# Written request 1
Pull out every line of the records that contains the string "plumage", treating uppercase and lowercase letters as different.

# Supplied text
╭──
Closing Date. The closing of the transactions contemplated by this Agreement (the “Closing”) shall take place by conference call and by exchange of signature pages by email, fax or other electronic transmission (i) at 9:00 a.m. Eastern Time on December 29, 2021 (the “Scheduled Closing Date”), (ii) if the conditions set forth in Section 2.6, Section 2.7 and Section 2.8 have not been satisfied, or, if permissible waived in writing by the Party entitled to the benefit of the same (other than those conditions which by their terms are required to be satisfied at the Closing, but subject to the satisfaction or waiver of such conditions at the Closing), as of the Scheduled Closing Date, as promptly as practicable (and in any event no later than 9:00 a.m. Eastern Time on the third Business Day) after the conditions set forth in Section 2.6, Section 2.7 and Section 2.8 have been satisfied, or, if permissible, waived in writing by the Party entitled to the benefit of the same (other than those conditions which by their terms are required to be satisfied at the Closing, but subject to the satisfaction or waiver of such conditions at the Closing) or (iii) upon such other date and time as the Parties mutually agree (the date upon which the Closing occurs, the “Closing Date”).”
╰──
# Material shown
╭──
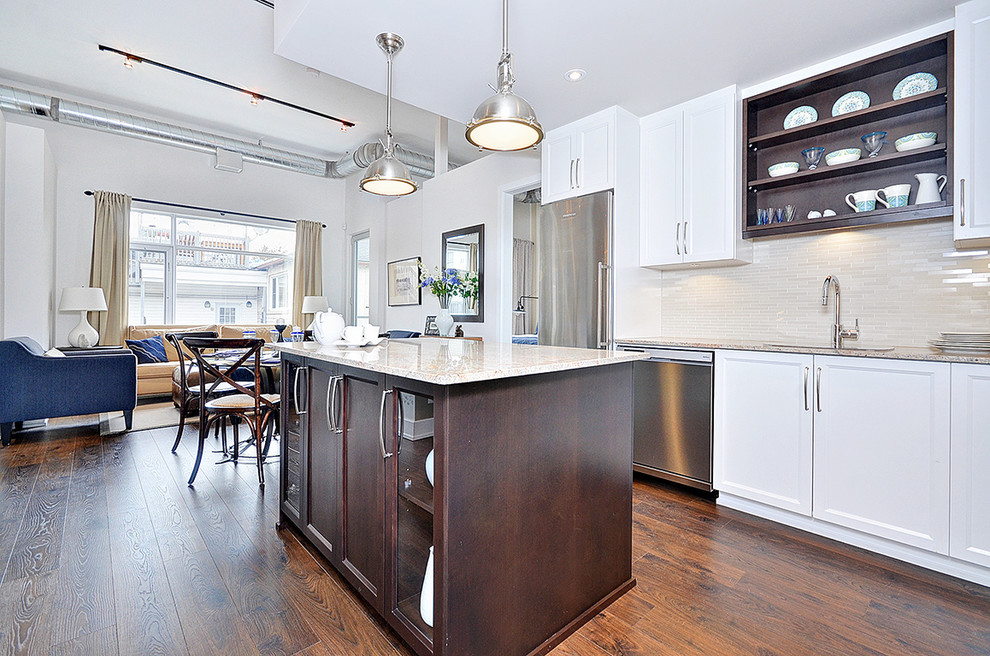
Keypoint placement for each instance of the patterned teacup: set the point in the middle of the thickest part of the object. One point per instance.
(863, 201)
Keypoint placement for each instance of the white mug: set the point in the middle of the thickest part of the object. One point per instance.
(863, 201)
(894, 195)
(353, 334)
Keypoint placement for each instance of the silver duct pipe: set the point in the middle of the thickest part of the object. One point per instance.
(106, 120)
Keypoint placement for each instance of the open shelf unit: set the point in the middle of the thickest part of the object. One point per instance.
(826, 187)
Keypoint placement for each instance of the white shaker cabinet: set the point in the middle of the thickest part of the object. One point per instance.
(763, 427)
(969, 538)
(579, 158)
(689, 184)
(881, 455)
(971, 158)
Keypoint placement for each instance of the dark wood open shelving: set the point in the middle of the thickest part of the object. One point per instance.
(826, 187)
(852, 119)
(852, 220)
(824, 171)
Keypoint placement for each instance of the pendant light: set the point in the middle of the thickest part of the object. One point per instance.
(504, 121)
(387, 176)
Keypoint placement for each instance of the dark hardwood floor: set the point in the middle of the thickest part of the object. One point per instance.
(105, 550)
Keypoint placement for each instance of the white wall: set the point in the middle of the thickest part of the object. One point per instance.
(87, 159)
(28, 237)
(467, 196)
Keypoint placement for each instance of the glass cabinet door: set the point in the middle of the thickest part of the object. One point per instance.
(414, 560)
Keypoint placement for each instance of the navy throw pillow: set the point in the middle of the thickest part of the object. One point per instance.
(148, 350)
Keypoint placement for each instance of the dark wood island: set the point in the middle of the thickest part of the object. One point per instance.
(529, 514)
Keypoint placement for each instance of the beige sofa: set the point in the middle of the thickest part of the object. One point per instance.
(155, 378)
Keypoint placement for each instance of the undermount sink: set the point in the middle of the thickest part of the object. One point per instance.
(825, 347)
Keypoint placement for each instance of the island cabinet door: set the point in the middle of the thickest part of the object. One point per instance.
(324, 458)
(412, 424)
(295, 396)
(362, 398)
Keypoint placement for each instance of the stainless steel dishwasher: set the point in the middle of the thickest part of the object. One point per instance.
(672, 415)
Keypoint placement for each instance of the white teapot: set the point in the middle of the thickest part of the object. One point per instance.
(327, 327)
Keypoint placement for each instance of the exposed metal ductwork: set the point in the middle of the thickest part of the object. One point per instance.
(106, 120)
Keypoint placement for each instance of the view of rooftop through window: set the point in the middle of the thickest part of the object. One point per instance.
(192, 271)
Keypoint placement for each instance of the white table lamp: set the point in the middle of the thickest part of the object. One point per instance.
(83, 300)
(314, 304)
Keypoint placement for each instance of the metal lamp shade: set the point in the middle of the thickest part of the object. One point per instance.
(387, 176)
(504, 122)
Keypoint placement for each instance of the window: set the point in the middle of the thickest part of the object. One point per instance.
(194, 271)
(361, 276)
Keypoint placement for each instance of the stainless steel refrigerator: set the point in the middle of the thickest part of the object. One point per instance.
(575, 260)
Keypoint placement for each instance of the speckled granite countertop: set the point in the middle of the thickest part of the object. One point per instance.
(453, 361)
(898, 353)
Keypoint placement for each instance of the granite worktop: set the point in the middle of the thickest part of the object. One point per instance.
(454, 361)
(898, 353)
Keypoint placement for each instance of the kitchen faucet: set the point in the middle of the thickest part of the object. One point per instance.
(838, 332)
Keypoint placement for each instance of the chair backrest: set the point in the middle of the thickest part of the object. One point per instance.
(175, 339)
(223, 372)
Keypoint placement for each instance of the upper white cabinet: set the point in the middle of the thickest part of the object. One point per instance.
(882, 448)
(969, 538)
(763, 427)
(971, 159)
(579, 158)
(689, 181)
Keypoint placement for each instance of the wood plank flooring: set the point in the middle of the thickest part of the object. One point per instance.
(105, 550)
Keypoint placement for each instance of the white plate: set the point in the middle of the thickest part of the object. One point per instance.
(800, 116)
(850, 102)
(914, 84)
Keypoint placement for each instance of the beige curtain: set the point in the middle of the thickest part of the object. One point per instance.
(308, 268)
(110, 263)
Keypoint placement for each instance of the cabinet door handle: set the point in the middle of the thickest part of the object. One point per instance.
(295, 392)
(962, 201)
(818, 388)
(381, 424)
(338, 422)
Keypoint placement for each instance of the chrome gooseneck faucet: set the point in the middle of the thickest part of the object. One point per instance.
(838, 332)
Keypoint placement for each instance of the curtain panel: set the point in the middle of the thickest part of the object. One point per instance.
(308, 266)
(109, 267)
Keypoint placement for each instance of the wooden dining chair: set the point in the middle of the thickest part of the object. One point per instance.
(248, 404)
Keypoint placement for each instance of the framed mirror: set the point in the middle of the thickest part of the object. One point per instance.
(464, 250)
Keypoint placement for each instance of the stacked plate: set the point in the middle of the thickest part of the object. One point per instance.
(962, 343)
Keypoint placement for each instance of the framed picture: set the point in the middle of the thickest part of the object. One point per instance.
(403, 282)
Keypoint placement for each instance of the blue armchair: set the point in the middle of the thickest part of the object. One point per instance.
(33, 386)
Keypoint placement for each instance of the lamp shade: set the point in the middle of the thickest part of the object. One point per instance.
(82, 299)
(314, 304)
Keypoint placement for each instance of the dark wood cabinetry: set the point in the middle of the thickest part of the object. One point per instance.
(528, 516)
(766, 142)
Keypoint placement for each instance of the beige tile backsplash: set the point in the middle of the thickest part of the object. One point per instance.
(904, 283)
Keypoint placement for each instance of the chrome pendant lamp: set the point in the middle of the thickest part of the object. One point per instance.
(504, 122)
(387, 176)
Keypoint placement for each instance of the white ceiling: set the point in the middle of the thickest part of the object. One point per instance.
(51, 46)
(643, 55)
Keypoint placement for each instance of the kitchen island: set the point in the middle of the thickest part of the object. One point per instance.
(529, 513)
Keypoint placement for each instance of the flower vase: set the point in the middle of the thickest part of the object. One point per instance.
(445, 322)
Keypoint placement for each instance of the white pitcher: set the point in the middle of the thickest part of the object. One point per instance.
(930, 186)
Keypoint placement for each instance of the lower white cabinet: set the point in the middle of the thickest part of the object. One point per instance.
(881, 456)
(970, 472)
(763, 427)
(857, 442)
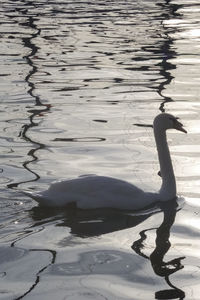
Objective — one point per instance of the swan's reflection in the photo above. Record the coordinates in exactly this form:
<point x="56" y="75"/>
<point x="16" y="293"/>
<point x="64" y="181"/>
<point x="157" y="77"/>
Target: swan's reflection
<point x="92" y="223"/>
<point x="161" y="268"/>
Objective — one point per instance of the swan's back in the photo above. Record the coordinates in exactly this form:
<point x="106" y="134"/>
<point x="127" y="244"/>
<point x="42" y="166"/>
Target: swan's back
<point x="91" y="192"/>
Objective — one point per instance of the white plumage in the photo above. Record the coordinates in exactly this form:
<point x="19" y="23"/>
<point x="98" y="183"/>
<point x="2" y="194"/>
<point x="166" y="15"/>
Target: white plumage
╰──
# Written request 2
Transcribe the whole closing date clause word for word.

# Full output 1
Objective — one point per instance of the white plumage in the photo above. Record the coordinates in exactly this form:
Target: white plumage

# Full output 2
Closing Date. The closing of the transactions contemplated by this Agreement (the “Closing”) shall take place by conference call and by exchange of signature pages by email, fax or other electronic transmission (i) at 9:00 a.m. Eastern Time on December 29, 2021 (the “Scheduled Closing Date”), (ii) if the conditions set forth in Section 2.6, Section 2.7 and Section 2.8 have not been satisfied, or, if permissible waived in writing by the Party entitled to the benefit of the same (other than those conditions which by their terms are required to be satisfied at the Closing, but subject to the satisfaction or waiver of such conditions at the Closing), as of the Scheduled Closing Date, as promptly as practicable (and in any event no later than 9:00 a.m. Eastern Time on the third Business Day) after the conditions set forth in Section 2.6, Section 2.7 and Section 2.8 have been satisfied, or, if permissible, waived in writing by the Party entitled to the benefit of the same (other than those conditions which by their terms are required to be satisfied at the Closing, but subject to the satisfaction or waiver of such conditions at the Closing) or (iii) upon such other date and time as the Parties mutually agree (the date upon which the Closing occurs, the “Closing Date”).”